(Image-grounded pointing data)
____

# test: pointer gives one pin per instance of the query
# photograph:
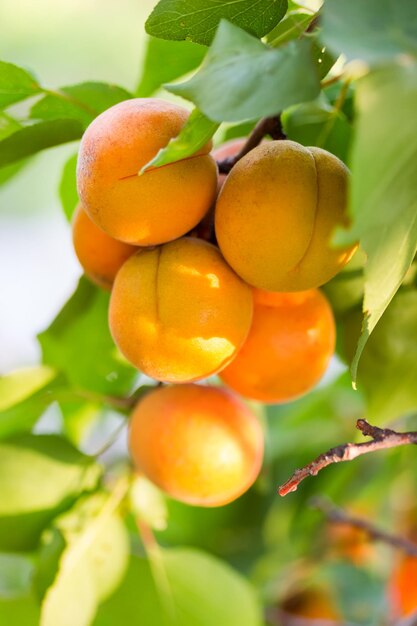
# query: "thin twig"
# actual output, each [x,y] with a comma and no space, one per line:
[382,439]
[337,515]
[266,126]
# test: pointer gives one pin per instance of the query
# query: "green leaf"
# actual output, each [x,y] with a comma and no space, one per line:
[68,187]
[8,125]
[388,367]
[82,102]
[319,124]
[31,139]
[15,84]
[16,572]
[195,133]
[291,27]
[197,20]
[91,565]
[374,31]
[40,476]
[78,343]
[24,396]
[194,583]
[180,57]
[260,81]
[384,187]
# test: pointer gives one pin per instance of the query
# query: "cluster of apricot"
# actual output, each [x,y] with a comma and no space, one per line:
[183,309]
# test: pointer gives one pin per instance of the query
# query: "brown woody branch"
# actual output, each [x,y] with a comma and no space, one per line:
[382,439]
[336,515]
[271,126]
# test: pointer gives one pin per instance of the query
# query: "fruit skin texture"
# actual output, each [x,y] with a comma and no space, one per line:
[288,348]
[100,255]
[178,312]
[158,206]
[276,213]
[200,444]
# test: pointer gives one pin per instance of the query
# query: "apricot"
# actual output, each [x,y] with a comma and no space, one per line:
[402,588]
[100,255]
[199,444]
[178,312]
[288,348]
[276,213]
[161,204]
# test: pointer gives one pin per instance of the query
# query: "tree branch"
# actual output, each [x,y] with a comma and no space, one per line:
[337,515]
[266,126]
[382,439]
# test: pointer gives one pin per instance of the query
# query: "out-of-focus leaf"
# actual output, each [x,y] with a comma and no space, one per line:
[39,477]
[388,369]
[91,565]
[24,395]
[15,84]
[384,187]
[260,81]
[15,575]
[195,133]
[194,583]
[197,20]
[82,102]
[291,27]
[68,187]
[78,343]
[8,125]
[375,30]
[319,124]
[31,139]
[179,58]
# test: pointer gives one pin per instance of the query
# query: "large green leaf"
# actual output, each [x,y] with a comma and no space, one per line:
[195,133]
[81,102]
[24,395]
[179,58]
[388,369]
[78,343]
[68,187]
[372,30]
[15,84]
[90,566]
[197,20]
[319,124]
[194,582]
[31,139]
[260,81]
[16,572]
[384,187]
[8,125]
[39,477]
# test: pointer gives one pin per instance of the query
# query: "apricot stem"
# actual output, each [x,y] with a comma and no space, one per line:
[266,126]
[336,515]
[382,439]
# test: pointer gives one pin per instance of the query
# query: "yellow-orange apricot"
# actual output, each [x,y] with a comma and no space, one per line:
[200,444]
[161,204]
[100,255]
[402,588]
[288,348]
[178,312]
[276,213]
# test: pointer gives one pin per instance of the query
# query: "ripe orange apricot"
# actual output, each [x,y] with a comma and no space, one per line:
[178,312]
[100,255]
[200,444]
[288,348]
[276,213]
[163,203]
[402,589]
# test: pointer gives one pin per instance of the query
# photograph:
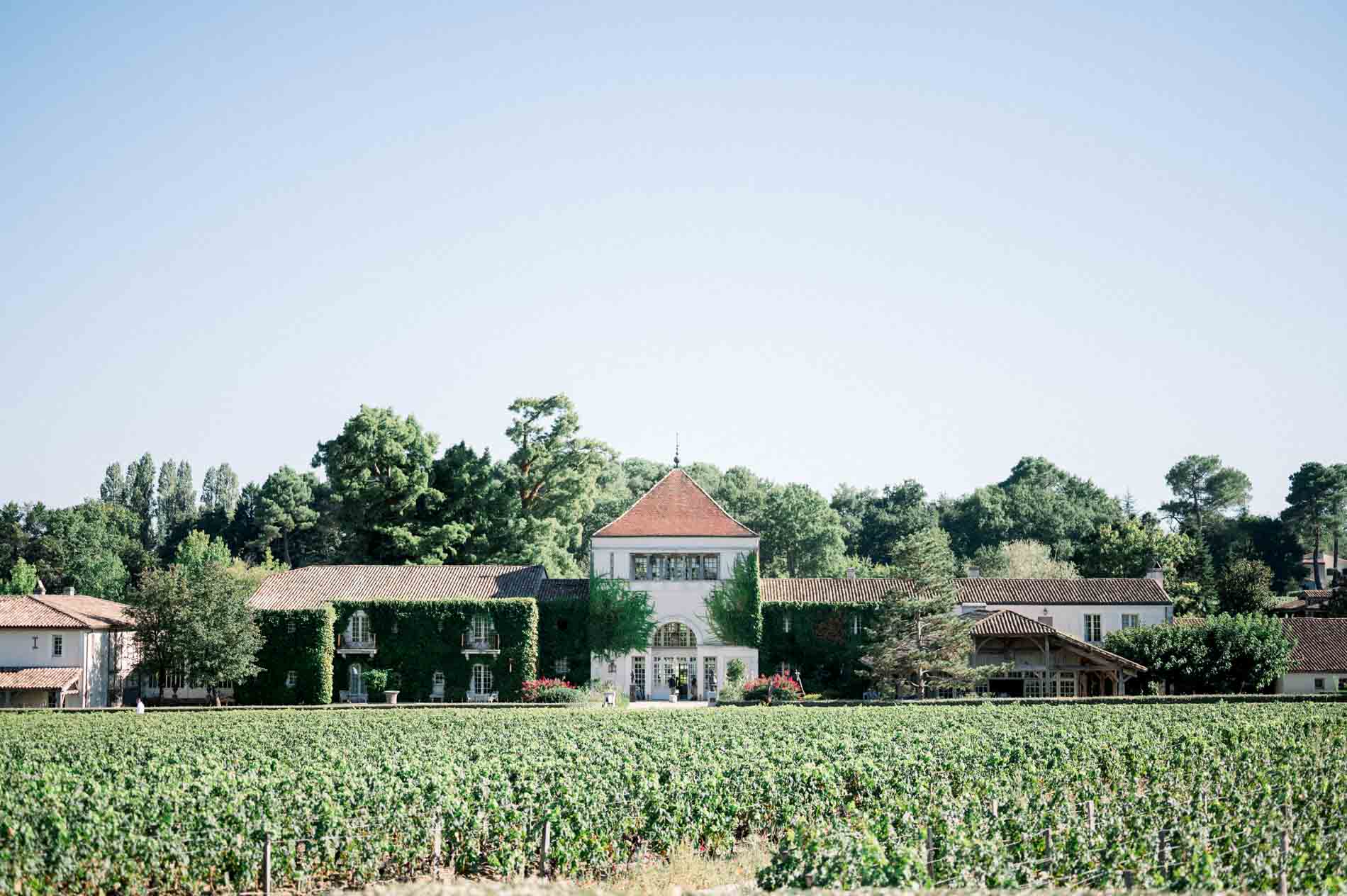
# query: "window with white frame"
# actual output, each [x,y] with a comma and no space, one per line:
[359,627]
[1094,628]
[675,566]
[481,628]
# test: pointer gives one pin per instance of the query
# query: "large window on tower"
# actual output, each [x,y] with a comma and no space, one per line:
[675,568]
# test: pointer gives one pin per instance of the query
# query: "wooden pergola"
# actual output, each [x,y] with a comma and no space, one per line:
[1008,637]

____

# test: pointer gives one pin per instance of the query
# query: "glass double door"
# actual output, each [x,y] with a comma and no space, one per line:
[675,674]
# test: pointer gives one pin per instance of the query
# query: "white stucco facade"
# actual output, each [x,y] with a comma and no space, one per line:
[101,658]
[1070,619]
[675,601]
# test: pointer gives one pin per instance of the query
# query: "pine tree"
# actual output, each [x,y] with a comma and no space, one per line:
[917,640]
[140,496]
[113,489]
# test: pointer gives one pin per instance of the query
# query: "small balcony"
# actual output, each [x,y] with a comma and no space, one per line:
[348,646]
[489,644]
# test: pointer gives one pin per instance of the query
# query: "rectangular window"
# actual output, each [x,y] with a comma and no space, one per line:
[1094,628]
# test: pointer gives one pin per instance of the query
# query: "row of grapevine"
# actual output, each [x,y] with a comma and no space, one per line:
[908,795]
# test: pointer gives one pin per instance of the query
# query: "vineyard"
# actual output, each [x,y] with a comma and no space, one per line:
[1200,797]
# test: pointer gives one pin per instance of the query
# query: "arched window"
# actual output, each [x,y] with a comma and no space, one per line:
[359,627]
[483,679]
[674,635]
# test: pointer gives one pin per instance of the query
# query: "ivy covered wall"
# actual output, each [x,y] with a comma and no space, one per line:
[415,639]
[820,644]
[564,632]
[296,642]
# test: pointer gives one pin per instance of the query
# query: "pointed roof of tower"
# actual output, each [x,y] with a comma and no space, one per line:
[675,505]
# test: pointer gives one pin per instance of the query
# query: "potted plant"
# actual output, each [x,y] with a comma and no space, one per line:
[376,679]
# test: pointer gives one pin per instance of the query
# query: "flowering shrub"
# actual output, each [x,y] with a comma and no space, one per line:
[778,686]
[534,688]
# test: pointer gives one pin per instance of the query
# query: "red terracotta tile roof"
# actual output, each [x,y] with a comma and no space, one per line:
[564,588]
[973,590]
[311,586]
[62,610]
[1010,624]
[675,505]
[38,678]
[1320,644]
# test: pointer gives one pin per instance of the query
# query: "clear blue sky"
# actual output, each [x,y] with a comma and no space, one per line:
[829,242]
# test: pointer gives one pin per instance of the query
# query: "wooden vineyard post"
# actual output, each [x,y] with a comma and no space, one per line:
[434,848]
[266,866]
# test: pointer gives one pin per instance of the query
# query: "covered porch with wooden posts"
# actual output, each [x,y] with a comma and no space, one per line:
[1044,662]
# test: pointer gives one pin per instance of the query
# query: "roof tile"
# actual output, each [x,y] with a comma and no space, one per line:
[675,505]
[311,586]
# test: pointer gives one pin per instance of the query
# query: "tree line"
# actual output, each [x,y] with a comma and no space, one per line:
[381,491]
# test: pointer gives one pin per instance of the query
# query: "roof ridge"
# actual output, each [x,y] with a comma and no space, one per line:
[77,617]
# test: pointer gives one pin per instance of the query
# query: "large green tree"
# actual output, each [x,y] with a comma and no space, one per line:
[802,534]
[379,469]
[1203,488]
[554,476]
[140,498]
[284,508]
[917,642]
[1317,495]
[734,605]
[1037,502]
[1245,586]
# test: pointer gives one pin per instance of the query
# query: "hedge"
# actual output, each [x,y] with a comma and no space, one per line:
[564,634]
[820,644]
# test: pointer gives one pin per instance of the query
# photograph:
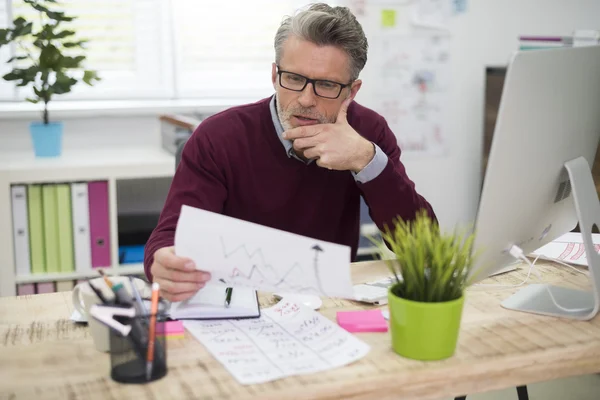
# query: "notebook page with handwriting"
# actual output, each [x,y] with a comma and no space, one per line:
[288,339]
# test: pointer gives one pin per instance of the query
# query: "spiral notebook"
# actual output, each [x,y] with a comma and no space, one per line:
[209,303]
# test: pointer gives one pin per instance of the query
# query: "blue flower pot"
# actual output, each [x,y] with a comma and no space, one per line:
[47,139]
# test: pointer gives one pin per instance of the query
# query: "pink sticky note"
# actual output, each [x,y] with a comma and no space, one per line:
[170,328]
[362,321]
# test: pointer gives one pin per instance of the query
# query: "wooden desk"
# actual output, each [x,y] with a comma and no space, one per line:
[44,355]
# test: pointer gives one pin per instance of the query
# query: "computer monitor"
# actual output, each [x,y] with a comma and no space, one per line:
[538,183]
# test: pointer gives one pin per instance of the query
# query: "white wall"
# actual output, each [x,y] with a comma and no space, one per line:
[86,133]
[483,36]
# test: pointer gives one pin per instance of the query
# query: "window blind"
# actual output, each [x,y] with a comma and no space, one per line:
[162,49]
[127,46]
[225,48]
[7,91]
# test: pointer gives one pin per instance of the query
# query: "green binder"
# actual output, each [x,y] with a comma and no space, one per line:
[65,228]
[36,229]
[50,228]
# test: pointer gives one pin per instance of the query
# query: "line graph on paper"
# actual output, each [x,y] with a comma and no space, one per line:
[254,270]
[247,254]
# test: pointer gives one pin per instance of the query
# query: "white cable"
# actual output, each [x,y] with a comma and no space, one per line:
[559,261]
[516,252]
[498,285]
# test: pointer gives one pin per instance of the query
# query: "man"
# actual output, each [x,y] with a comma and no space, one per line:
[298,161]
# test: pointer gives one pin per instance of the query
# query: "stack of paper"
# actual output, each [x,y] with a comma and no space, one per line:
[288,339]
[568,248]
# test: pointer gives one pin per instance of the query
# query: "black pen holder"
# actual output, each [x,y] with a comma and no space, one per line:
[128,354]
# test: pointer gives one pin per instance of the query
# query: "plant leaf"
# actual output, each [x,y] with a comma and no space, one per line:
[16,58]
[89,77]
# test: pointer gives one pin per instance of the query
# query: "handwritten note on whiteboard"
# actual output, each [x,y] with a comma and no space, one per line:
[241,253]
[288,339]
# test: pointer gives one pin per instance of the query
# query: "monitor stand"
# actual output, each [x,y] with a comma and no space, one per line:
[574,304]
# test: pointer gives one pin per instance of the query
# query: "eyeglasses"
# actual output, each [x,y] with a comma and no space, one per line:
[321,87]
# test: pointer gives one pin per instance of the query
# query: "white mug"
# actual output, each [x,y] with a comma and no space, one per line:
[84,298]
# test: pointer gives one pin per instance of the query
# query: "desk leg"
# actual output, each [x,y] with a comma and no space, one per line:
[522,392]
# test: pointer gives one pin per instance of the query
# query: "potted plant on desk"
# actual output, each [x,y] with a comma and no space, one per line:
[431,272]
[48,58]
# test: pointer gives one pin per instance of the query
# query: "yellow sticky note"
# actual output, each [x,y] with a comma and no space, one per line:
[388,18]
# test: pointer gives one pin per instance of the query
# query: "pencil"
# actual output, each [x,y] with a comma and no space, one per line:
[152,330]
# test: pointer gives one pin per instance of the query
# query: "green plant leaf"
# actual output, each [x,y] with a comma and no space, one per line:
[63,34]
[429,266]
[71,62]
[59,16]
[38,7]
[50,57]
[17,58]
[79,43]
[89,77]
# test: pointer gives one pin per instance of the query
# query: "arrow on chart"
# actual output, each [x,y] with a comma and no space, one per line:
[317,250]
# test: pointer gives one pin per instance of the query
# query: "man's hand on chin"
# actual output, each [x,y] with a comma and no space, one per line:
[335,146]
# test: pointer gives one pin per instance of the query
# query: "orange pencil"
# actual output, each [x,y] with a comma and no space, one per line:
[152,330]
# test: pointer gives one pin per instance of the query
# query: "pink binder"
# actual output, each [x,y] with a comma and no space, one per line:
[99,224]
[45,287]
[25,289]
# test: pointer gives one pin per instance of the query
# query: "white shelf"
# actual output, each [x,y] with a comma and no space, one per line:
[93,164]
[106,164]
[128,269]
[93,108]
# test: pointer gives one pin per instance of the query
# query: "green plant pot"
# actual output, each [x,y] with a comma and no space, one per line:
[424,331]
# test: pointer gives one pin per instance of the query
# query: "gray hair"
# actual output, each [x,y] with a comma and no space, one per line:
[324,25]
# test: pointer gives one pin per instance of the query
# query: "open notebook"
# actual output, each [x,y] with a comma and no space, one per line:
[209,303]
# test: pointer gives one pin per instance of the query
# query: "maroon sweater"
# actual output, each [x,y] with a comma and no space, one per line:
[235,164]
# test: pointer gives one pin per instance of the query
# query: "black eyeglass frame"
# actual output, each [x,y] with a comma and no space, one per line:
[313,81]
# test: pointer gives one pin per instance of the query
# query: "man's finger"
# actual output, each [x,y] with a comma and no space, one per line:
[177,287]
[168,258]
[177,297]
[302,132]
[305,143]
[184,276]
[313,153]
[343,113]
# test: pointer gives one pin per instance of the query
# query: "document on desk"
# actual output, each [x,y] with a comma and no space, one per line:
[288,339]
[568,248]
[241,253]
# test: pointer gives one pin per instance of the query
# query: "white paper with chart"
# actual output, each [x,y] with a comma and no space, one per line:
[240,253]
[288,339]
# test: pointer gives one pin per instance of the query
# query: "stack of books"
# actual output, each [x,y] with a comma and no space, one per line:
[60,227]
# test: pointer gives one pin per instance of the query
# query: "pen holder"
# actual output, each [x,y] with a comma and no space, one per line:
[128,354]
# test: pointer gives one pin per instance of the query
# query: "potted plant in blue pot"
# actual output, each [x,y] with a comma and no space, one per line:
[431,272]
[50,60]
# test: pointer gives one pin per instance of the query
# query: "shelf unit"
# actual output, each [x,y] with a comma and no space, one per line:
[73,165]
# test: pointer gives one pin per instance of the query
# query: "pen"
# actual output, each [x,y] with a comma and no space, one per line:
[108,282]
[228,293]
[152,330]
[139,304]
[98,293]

____

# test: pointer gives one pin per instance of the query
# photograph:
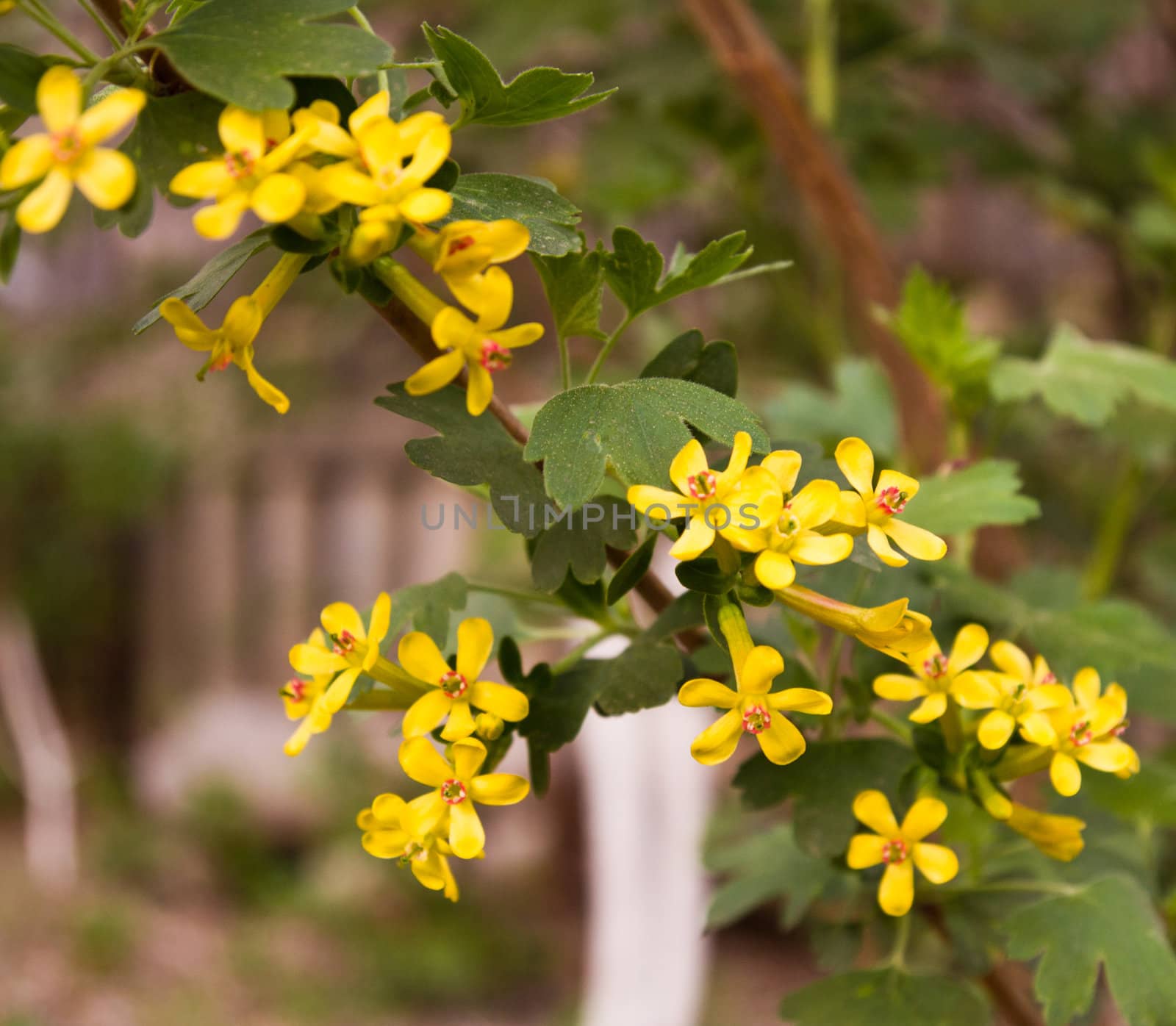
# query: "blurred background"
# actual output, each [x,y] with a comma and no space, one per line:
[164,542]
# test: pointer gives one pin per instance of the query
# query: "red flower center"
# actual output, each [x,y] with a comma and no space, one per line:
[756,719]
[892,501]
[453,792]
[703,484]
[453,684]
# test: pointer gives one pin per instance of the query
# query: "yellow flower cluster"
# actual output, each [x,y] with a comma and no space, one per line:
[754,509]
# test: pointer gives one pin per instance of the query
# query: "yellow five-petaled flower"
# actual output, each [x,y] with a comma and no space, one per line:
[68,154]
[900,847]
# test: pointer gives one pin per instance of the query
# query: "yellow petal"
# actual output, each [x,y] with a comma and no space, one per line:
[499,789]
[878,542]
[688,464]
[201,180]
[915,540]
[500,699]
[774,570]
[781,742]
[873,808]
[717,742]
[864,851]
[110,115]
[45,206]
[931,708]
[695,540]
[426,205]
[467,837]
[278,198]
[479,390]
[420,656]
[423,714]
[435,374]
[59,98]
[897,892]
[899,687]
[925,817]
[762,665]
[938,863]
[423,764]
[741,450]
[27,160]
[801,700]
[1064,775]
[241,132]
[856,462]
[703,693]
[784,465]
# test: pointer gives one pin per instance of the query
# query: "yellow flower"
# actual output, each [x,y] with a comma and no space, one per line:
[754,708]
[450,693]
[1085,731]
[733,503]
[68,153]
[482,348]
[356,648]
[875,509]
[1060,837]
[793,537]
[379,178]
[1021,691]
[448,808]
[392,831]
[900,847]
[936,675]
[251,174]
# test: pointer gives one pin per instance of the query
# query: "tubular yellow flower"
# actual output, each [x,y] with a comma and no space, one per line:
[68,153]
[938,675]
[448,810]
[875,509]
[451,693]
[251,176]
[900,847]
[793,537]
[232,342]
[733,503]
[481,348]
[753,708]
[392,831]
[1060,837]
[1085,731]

____

__Work instructions__. Copy out the lines above with "wall" in them.

__Answer space__.
# query: "ivy covered wall"
# query: "white wall"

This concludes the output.